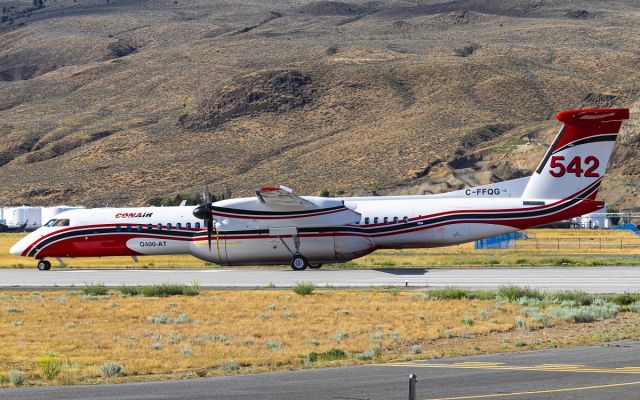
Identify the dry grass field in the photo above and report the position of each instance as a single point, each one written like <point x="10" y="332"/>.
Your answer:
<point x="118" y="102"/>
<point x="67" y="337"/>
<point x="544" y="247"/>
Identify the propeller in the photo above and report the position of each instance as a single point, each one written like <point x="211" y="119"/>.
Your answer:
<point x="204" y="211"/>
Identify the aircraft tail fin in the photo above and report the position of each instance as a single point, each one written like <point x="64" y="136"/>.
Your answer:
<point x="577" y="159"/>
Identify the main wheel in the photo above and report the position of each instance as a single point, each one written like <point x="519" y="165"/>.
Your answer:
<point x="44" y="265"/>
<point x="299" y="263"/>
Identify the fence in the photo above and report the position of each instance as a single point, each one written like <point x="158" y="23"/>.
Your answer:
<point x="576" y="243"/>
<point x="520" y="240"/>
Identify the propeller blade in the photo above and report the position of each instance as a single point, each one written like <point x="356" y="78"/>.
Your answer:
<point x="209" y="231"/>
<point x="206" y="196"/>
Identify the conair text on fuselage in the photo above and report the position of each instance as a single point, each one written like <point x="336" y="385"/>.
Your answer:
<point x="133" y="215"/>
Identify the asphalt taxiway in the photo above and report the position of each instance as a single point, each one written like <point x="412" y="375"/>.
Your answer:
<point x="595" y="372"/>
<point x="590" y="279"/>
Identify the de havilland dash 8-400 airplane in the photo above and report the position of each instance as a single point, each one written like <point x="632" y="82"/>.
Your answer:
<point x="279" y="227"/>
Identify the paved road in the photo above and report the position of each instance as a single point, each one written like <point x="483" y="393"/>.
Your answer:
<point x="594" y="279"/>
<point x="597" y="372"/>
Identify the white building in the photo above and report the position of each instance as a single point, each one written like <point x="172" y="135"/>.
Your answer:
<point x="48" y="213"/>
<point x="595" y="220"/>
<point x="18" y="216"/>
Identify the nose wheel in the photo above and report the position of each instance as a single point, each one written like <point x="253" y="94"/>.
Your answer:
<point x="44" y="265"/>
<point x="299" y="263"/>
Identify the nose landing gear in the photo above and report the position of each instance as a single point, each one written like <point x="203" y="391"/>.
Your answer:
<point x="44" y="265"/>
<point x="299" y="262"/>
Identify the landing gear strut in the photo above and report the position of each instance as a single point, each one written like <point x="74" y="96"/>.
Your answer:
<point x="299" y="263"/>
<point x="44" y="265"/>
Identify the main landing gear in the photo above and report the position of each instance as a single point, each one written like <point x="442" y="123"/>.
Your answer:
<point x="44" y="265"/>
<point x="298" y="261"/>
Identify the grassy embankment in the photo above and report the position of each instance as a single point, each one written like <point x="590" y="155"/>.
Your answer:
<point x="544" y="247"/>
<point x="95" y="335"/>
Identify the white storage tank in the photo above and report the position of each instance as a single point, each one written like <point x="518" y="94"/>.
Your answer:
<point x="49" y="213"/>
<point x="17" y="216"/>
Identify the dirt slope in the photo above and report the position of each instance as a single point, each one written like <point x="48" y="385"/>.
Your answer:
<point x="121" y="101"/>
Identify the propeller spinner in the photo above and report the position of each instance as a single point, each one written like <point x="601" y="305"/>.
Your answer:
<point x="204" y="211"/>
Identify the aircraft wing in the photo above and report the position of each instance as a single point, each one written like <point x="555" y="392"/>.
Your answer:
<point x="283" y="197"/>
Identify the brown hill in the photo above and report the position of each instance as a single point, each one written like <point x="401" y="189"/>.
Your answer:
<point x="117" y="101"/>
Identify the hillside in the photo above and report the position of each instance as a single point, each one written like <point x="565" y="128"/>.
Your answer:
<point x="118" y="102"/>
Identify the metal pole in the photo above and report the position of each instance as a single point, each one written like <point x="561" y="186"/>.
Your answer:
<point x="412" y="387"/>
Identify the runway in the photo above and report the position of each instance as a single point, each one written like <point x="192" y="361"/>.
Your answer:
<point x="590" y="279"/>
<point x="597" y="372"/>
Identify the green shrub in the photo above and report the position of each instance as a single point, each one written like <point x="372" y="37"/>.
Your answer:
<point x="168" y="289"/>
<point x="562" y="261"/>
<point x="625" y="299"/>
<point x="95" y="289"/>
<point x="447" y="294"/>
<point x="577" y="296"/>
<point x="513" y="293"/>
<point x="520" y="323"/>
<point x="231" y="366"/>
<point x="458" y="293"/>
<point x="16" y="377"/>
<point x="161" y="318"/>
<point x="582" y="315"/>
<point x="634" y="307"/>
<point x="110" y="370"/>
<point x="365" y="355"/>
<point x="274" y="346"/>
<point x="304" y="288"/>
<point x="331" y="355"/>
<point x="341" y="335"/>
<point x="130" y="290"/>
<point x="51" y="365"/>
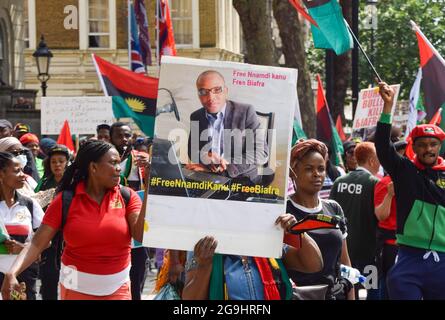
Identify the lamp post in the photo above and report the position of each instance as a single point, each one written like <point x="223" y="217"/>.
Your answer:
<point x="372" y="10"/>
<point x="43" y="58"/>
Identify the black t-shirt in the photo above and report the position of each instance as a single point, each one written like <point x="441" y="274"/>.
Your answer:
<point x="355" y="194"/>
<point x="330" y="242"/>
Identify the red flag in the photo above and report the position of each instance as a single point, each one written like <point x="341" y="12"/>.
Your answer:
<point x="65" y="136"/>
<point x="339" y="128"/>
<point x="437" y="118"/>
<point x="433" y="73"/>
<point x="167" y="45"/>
=======
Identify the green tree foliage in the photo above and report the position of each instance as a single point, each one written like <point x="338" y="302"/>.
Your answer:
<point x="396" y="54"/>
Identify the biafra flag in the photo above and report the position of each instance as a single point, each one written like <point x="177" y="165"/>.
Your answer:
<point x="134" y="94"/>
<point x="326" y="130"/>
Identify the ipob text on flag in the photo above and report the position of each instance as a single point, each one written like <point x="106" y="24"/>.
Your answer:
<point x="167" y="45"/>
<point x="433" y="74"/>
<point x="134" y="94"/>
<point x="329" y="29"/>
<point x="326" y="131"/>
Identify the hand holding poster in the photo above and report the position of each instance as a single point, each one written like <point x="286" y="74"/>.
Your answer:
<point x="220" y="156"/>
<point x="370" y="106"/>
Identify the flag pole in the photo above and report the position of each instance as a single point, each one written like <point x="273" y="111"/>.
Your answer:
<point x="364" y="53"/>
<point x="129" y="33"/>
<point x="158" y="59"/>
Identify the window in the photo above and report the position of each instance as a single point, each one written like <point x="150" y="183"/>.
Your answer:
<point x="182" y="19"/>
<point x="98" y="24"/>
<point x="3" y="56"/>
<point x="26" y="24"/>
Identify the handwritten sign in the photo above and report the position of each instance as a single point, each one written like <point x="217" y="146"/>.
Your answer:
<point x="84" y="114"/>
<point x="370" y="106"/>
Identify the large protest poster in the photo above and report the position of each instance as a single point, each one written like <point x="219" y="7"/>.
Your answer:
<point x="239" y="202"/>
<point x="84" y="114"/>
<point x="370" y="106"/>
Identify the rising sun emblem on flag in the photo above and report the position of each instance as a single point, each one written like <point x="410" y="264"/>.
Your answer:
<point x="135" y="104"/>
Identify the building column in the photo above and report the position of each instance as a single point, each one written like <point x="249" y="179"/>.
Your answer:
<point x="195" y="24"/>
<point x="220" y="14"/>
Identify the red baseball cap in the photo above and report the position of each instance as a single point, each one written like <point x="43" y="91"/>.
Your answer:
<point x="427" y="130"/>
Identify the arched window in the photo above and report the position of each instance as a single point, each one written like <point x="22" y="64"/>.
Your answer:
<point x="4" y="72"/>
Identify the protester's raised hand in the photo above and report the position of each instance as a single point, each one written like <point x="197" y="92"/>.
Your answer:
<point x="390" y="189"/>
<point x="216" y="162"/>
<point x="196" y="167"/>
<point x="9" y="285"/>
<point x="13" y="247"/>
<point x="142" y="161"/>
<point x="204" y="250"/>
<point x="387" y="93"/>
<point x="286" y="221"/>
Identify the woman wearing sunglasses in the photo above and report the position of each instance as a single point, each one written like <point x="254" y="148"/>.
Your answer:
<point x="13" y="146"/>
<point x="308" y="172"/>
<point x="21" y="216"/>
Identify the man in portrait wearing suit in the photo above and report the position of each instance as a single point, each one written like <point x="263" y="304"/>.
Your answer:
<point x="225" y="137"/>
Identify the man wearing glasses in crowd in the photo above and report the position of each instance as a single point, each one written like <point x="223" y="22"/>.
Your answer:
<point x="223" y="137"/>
=======
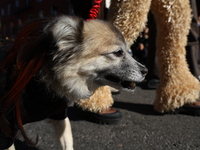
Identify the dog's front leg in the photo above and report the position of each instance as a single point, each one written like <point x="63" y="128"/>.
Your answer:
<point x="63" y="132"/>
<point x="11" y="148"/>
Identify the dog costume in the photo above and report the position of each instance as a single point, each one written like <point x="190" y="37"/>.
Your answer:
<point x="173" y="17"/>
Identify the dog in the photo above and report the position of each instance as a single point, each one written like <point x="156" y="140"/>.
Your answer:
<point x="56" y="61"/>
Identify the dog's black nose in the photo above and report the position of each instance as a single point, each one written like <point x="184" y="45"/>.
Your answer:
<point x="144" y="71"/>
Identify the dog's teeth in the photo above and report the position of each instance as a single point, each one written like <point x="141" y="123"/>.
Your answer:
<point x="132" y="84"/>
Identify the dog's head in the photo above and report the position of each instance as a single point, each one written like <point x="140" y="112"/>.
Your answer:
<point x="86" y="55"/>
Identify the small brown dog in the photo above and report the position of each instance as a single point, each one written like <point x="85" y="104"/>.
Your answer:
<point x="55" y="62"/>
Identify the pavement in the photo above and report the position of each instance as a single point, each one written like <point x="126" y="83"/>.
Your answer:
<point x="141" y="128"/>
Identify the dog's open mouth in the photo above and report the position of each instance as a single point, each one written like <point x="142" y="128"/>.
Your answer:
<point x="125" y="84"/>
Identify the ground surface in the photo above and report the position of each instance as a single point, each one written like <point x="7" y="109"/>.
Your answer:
=======
Pull out every line of the data above that contains the word "nose", treating uppercase and lowercase as different.

Identify the nose wheel in the photo above and report the position of each instance as a single point, each one written like <point x="253" y="94"/>.
Identify the nose landing gear in the photo above and report the position of each instance as a single point, each one written like <point x="203" y="391"/>.
Identify the dog's black nose in the photo above and report the position of each instance as a single point, each one written like <point x="184" y="45"/>.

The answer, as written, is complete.